- [Ausgangstext]:
Leitsatz

  • Nicht anfechtbarer "Nichtbeschluss" bei Abstimmung im Bewusstsein, dass die Zustimmung aller Eigentümer erforderlich ist, diese aber nicht erreicht wird

    Nachträglicher Einbau von Rollladenkästen mit Verkleinerung der Fenster um 8 cm als nachteilige bauliche Veränderung

 

Normenkette

§ 14 Nr. 1 WEG, § 22 Abs. 1 WEG, § 23 WEG)

 

Kommentar

1. Wird unter Voraussetzung erforderlicher Einstimmigkeit über einen Antrag abgestimmt, diese jedoch dann nicht erreicht, handelt es sich um einen Nichtbeschluss, der nicht anfechtbar ist (vgl. auch OLG Düsseldorf, WE 86, 135 sowie Weitnauer, 8. Auflage § 23 Rn. 17). Eine Anfechtung ist hier ggf. in einen Zustimmungs-Verpflichtungsantrag umzudeuten; vorliegend wurde entsprechender Hilfsantrag gestellt, der allerdings zu Recht vom LG für unbegründet erachtet wurde.

2. Eine Verkleinerung einzelner Fenster durch das Anbringen von Rollläden wirkt sich hier nachteilig auf die Optik der gesamten Anlage aus. Auch aufgrund von Lichtbildern konnte ohne Weiteres festgestellt werden, dass eine Fensterverkleinerung um 8 cm die Symmetrie des gesamten Fensterbildes stören würde. Eine solche ästhetische Beeinträchtigung des gesamten Erscheinungsbildes der Anlage durch die Anbringung von Rollläden muss eine Gemeinschaft nicht hinnehmen; eine um 8 cm niedrigere Fensterhöhe ist eine deutlich sichtbare Veränderung, die nicht im Bagatellbereich liegt (vgl. bereits Senat, NJW-RR 95, 1418).

3. Auch außergerichtliche Kostenerstattung im dritten Rechtszug bei Wert bis DM 4.000,-.

 

Link zur Entscheidung

( OLG Düsseldorf, Beschluss vom 06.10.1999, 3 Wx 259/99)

- [Deine Aufgaben]:
(A) Fasse den Absatz des Entscheidungskommentars, der mit „Eine Verkleinerung einzelner Fenster“ beginnt, als kurze Stichpunktliste zusammen und behalte seine wesentlichen Aussagen bei.
(B) Entnimm dem Entscheidungskommentar den Abschnitt von „2. Eine Verkleinerung einzelner“ bis „3 Wx 259/99)“ wortgetreu.
(C) Beantworte anhand des Entscheidungskommentars diese Fragen:
(i) Welches Gericht hat den Beschluss gefasst, und an welchem Datum?
(ii) Um wie viele Zentimeter würden die Fenster durch die Rollläden verkleinert?
(iii) Bis zu welchem Wert wird die außergerichtliche Kostenerstattung im dritten Rechtszug genannt?
Stütze dich dabei ausschließlich auf den Entscheidungskommentar.

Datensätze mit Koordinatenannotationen
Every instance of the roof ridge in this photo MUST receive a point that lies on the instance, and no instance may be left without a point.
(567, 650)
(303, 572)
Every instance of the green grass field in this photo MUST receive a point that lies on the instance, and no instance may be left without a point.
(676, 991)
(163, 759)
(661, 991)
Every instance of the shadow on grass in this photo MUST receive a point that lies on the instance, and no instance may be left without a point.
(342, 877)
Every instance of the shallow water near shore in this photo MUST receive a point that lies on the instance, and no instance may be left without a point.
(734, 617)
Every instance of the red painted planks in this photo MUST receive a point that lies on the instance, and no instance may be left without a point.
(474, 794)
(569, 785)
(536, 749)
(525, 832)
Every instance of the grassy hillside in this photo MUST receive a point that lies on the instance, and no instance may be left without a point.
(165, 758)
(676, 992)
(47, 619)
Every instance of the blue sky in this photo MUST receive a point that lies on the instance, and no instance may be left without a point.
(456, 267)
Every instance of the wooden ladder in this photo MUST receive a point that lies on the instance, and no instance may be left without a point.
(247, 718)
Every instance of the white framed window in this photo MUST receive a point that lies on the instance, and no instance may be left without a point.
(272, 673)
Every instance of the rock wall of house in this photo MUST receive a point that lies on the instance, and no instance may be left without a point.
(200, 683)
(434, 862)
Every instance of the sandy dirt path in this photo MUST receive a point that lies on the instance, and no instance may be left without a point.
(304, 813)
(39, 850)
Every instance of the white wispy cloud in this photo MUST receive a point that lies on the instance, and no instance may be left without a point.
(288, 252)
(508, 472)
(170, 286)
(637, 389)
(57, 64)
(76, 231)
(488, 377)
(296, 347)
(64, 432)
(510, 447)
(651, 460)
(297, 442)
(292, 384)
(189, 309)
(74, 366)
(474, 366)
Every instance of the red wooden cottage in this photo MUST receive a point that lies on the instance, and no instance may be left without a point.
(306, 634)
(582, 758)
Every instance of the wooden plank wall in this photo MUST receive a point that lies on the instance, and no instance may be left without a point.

- [Lösungen je Aufgabe]:
(A)
- Das Anbringen von Rollläden verkleinert einzelne Fenster und wirkt sich nachteilig auf die Optik der gesamten Anlage aus.
- Lichtbilder belegen, dass eine Verkleinerung um 8 cm die Symmetrie des gesamten Fensterbildes stören würde.
- Eine solche ästhetische Beeinträchtigung muss die Gemeinschaft nicht hinnehmen.
- Eine um 8 cm niedrigere Fensterhöhe ist deutlich sichtbar und liegt nicht im Bagatellbereich.

(B)
2. Eine Verkleinerung einzelner Fenster durch das Anbringen von Rollläden wirkt sich hier nachteilig auf die Optik der gesamten Anlage aus. Auch aufgrund von Lichtbildern konnte ohne Weiteres festgestellt werden, dass eine Fensterverkleinerung um 8 cm die Symmetrie des gesamten Fensterbildes stören würde. Eine solche ästhetische Beeinträchtigung des gesamten Erscheinungsbildes der Anlage durch die Anbringung von Rollläden muss eine Gemeinschaft nicht hinnehmen; eine um 8 cm niedrigere Fensterhöhe ist eine deutlich sichtbare Veränderung, die nicht im Bagatellbereich liegt (vgl. bereits Senat, NJW-RR 95, 1418).

3. Auch außergerichtliche Kostenerstattung im dritten Rechtszug bei Wert bis DM 4.000,-.

 

Link zur Entscheidung

( OLG Düsseldorf, Beschluss vom 06.10.1999, 3 Wx 259/99)

(C)
(i) Das OLG Düsseldorf, am 06.10.1999.
(ii) Um 8 cm.
(iii) Bis DM 4.000,-.